Memória Terramérica – Amazônia Azul, a nova fronteira brasileira.
por Fabíola Ortiz, especial para o
Projeto Terramérica
Rio de Janeiro, Brasil, 27 de
abril de 2015 (Terramérica) – O Oceano Atlântico é a última
fronteira no leste do Brasil, mas ainda é uma incógnita a dimensão
total de sua biodiversidade, e a pesquisa científica e a proteção
em torno dela segue atrasada com relação à exploração de
recursos como o petróleo.
A Amazônia Azul, como as
autoridades brasileiras chamam essa região rica em biodiversidade e
recursos energéticos de seu mar patrimonial, possui área semelhante
à da selva tropical brasileira ou cerca de metade do território
continental do país. Por essa costa também saem 95% das exportações
brasileiras, segundo dados oficiais.
A plataforma marítima brasileira
guarda 90% das suas reservas petrolíferas provadas e 77% das
gasíferas. E o grande desafio é proteger as riquezas da Amazônia
Azul ao longo dos 8.500 quilômetros de costa.
Um petroleiro navega na baía de
Guanabara, na costa do Rio de Janeiro. A cerca de 250 quilômetros da
costa fica uma jazida de petróleo pré-sal, a grande riqueza
econômica da chamada Amazônia Azul.
Foto: Fabíola Ortiz/IPS
“Não nos fixamos na grandiosidade
desse território. Para se ter uma ideia, a Amazônia Azul se compara
ao tamanho da Índia”, afirmou ao Terramérica o diretor do
Instituto de Estudos Estratégicos da Universidade Federal
Fluminense, Eurico de Lima Figueiredo. Para este cientista político,
“não estamos preparados para cuidar dela, mesmo sendo considerada
uma prioridade política e econômica do país”.

• Linhas de dados
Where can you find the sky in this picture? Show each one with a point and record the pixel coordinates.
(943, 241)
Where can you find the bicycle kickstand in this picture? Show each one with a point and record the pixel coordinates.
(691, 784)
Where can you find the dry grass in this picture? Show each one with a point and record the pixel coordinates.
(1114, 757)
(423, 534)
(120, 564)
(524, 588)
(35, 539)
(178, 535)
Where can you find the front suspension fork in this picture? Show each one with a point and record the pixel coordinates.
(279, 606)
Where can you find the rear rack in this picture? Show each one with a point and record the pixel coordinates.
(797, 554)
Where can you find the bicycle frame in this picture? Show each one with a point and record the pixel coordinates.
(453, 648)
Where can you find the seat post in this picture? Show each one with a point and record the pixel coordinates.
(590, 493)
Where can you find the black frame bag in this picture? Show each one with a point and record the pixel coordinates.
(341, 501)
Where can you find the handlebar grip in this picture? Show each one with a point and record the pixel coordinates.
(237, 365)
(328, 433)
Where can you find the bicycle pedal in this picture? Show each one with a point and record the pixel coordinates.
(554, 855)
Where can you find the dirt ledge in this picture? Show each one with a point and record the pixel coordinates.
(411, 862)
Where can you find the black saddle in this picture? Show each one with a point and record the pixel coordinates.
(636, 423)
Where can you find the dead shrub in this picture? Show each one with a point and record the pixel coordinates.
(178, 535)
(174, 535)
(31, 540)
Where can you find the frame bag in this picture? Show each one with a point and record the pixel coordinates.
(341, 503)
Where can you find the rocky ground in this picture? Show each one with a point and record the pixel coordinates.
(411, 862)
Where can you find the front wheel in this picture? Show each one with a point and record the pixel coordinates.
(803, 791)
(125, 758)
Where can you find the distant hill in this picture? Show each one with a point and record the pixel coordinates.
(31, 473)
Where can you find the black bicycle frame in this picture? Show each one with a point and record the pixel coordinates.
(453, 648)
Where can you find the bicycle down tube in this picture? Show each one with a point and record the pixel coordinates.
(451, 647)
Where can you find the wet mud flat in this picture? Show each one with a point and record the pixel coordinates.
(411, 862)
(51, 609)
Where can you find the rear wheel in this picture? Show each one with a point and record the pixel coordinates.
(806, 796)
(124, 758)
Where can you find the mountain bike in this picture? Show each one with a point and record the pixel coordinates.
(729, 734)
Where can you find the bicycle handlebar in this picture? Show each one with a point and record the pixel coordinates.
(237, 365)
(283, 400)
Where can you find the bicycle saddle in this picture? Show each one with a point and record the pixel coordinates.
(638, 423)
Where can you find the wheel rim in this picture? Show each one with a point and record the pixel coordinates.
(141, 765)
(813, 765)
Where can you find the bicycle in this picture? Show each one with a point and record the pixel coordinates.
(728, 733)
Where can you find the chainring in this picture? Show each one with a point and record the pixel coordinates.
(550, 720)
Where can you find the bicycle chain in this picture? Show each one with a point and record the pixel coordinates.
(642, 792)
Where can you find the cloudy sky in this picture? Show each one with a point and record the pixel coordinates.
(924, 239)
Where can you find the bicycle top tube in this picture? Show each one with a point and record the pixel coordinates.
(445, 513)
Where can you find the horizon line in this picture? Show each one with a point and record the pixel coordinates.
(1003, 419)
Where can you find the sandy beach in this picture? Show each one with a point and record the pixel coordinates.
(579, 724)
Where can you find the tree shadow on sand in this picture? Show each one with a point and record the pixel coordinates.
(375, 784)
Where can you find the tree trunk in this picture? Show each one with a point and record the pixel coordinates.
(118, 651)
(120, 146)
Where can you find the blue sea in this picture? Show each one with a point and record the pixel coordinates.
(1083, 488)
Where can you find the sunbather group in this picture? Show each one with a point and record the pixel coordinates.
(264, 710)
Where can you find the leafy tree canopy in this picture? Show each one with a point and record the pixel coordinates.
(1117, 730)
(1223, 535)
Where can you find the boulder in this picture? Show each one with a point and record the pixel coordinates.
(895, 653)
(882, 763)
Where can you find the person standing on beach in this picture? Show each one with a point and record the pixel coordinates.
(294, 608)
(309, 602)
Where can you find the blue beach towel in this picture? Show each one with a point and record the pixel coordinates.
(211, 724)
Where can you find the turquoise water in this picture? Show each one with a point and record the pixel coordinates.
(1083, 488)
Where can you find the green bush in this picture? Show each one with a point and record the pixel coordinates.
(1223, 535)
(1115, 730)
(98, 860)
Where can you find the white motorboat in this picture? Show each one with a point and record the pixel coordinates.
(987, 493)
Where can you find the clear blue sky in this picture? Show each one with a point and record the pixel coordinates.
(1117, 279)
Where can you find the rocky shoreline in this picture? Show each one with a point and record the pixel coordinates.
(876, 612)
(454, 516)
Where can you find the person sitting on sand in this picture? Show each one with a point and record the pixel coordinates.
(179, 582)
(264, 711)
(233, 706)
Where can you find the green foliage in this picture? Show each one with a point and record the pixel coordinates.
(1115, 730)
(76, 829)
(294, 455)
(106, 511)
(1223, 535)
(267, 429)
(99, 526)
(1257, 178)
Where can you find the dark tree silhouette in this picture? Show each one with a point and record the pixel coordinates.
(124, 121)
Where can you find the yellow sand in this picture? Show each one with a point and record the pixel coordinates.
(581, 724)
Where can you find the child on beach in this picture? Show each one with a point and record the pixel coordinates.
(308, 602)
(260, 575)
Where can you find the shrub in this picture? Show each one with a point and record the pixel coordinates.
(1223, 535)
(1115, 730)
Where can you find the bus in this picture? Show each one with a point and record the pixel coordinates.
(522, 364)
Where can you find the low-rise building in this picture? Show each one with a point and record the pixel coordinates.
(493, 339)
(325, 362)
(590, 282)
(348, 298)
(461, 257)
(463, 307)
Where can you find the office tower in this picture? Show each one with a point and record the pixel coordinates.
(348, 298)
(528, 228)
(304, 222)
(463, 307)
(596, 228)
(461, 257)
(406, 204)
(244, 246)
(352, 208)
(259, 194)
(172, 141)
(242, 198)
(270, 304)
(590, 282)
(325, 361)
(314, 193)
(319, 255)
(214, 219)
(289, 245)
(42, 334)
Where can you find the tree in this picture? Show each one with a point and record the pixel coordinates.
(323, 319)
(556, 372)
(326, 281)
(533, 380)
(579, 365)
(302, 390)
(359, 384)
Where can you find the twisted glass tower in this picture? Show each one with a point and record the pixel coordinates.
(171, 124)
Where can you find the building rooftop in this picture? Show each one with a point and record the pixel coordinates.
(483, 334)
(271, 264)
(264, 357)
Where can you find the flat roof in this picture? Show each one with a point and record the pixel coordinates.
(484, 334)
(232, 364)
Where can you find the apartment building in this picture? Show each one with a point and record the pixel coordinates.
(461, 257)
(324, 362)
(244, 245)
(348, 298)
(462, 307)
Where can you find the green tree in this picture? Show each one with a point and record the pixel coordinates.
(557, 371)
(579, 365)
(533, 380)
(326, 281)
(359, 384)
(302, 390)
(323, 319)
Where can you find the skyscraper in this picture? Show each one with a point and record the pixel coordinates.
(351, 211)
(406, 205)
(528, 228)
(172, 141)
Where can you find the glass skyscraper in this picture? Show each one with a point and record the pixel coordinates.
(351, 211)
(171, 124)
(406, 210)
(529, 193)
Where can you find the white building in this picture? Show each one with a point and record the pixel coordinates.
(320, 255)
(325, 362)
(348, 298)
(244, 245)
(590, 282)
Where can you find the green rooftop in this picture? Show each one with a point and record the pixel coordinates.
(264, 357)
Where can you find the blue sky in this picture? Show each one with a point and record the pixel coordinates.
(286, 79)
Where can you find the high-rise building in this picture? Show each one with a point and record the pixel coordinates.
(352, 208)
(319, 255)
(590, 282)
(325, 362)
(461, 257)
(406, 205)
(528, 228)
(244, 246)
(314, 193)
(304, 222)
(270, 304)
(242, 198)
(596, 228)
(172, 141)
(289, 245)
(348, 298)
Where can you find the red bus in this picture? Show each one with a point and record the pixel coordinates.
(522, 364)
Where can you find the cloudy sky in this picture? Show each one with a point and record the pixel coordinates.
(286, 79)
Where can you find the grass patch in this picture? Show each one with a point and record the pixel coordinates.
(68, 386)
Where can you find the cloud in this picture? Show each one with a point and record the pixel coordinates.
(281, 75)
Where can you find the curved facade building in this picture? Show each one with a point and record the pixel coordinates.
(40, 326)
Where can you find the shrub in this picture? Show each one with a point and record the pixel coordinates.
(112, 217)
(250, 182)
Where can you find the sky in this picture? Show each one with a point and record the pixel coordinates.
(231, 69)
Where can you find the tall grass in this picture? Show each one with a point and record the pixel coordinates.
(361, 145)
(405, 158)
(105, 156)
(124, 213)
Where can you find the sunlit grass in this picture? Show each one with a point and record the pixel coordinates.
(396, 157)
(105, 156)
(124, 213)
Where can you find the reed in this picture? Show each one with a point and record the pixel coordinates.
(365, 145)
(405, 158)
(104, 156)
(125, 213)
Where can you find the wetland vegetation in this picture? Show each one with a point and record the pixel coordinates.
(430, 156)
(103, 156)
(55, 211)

• Requisitos do exercício
Transcreva fielmente a passagem do texto sobre a Amazônia Azul que começa em "Memória Terramérica –" e termina em "como o petróleo.".

• Resposta do exercício
Memória Terramérica – Amazônia Azul, a nova fronteira brasileira.
por Fabíola Ortiz, especial para o
Projeto Terramérica
Rio de Janeiro, Brasil, 27 de
abril de 2015 (Terramérica) – O Oceano Atlântico é a última
fronteira no leste do Brasil, mas ainda é uma incógnita a dimensão
total de sua biodiversidade, e a pesquisa científica e a proteção
em torno dela segue atrasada com relação à exploração de
recursos como o petróleo.